▶ _Instructions for the task_: Copy out the passage about California irrigation and the drought word for word, from its first line through its last.
-- Begin Excerpt provided --
"California is built upon the great gamble of irrigation. Left alone, much of
the land in the Western United States would be inhospitable to teeming cities.
But we’re Americans — we couldn’t let the desert stand in our way.
More than a century ago, the United States Bureau of Land Reclamation began
taming the water in the West. It’s been a remarkably successful project. In
California, where I live, irrigation has turned largely barren regions into
some the country’s most fertile farmland and most prosperous metropolises.
We’ve built “the most ambitious desert civilization the world has seen,” Marc
Reisner put it in “Cadillac Desert,” his 1986 history of Western irrigation.
I’ve been thinking a lot about “Cadillac Desert” in the past few weeks, as the
rain fell and fell and kept falling over California, much of which, despite the
pouring heavens, seems likely to remain in the grip of a severe drought.
Reisner anticipated this moment. He worried that the West’s success with
irrigation could be a mirage — that it took water for granted and didn’t
appreciate the precariousness of our capacity to control it.
-- End Excerpt provided --
-- Begin Information given --
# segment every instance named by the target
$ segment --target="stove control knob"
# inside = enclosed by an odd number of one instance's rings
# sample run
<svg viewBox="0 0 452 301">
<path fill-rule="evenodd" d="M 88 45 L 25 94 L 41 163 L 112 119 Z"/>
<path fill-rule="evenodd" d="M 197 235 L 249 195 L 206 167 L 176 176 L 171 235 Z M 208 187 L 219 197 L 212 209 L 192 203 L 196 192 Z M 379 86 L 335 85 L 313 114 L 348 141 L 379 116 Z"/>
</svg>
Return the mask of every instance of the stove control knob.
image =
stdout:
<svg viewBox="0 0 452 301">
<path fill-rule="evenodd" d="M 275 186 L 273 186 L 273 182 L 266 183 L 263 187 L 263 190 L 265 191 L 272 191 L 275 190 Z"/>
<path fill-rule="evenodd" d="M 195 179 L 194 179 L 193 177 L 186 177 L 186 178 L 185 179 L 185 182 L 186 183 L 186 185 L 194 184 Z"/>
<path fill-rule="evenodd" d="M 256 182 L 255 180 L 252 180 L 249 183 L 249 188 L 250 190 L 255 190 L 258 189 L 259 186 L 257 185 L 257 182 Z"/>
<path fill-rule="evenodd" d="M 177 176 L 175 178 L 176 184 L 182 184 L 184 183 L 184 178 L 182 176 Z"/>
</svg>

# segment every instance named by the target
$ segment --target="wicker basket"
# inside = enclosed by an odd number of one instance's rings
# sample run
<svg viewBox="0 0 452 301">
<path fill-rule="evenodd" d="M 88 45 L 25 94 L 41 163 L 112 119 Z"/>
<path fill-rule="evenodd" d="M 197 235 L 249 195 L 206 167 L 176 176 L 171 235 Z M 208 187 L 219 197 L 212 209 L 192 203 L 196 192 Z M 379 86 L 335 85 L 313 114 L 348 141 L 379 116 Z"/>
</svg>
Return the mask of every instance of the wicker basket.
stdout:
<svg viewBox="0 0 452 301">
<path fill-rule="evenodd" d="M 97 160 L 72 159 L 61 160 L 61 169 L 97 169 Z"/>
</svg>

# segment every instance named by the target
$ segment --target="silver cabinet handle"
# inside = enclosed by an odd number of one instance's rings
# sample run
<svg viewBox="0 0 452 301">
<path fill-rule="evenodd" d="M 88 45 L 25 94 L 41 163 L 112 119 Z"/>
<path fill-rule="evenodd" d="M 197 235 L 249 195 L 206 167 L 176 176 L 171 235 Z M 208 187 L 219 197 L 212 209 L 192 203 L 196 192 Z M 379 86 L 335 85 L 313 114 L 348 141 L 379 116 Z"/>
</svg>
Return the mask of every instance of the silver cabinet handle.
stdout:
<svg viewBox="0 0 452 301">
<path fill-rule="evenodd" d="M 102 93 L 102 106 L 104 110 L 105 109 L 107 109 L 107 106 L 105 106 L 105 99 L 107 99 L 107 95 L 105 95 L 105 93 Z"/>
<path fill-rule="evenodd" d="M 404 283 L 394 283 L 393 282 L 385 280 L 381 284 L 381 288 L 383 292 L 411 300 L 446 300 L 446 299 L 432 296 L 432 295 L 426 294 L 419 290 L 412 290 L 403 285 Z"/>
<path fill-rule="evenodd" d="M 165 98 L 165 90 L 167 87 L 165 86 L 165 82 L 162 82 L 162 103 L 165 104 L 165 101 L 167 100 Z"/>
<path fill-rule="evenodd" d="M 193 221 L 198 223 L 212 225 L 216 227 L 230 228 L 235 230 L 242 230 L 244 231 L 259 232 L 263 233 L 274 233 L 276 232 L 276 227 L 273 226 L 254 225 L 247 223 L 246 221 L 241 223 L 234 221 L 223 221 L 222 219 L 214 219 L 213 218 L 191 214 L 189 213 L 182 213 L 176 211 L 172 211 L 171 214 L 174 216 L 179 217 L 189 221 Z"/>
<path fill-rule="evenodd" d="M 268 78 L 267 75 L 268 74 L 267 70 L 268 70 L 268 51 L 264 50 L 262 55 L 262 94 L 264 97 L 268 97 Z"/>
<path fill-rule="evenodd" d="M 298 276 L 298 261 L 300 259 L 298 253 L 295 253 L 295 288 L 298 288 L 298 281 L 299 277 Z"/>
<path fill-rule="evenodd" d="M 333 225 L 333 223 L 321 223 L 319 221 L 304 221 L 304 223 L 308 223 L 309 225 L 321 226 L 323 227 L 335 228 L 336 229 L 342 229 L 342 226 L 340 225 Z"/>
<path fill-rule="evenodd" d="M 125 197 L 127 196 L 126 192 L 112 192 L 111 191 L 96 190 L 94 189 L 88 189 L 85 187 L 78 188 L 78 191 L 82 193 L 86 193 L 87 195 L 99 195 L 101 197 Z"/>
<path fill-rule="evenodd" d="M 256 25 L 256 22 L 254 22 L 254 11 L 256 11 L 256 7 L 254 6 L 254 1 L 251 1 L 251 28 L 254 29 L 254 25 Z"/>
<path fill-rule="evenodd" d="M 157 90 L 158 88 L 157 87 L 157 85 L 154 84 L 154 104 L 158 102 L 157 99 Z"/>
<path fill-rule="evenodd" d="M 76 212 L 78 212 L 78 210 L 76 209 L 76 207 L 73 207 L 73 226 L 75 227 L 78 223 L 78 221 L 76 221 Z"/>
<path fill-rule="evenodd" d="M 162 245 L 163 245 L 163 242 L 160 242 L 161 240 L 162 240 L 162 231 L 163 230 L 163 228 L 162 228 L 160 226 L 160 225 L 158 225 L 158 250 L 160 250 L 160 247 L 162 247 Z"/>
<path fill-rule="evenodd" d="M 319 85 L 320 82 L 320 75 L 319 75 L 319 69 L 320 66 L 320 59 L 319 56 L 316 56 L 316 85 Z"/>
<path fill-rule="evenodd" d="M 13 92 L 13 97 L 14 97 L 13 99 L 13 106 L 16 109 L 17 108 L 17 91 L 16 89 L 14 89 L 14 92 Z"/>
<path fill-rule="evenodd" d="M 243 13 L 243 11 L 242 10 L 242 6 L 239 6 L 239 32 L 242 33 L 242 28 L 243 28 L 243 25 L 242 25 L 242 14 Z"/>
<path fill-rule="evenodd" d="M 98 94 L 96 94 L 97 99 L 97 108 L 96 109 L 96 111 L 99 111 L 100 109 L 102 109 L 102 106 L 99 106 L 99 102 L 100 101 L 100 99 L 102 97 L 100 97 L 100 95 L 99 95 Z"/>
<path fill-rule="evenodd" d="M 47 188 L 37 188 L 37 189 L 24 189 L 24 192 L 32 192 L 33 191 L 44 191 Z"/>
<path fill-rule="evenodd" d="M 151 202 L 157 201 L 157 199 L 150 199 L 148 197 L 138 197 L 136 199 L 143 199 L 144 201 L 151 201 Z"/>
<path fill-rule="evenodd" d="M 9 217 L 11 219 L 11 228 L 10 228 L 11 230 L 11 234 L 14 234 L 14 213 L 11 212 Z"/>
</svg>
-- End Information given --
▶ _Response to the task_:
"California is built upon the great gamble of irrigation. Left alone, much of
the land in the Western United States would be inhospitable to teeming cities.
But we’re Americans — we couldn’t let the desert stand in our way.
More than a century ago, the United States Bureau of Land Reclamation began
taming the water in the West. It’s been a remarkably successful project. In
California, where I live, irrigation has turned largely barren regions into
some the country’s most fertile farmland and most prosperous metropolises.
We’ve built “the most ambitious desert civilization the world has seen,” Marc
Reisner put it in “Cadillac Desert,” his 1986 history of Western irrigation.
I’ve been thinking a lot about “Cadillac Desert” in the past few weeks, as the
rain fell and fell and kept falling over California, much of which, despite the
pouring heavens, seems likely to remain in the grip of a severe drought.
Reisner anticipated this moment. He worried that the West’s success with
irrigation could be a mirage — that it took water for granted and didn’t
appreciate the precariousness of our capacity to control it.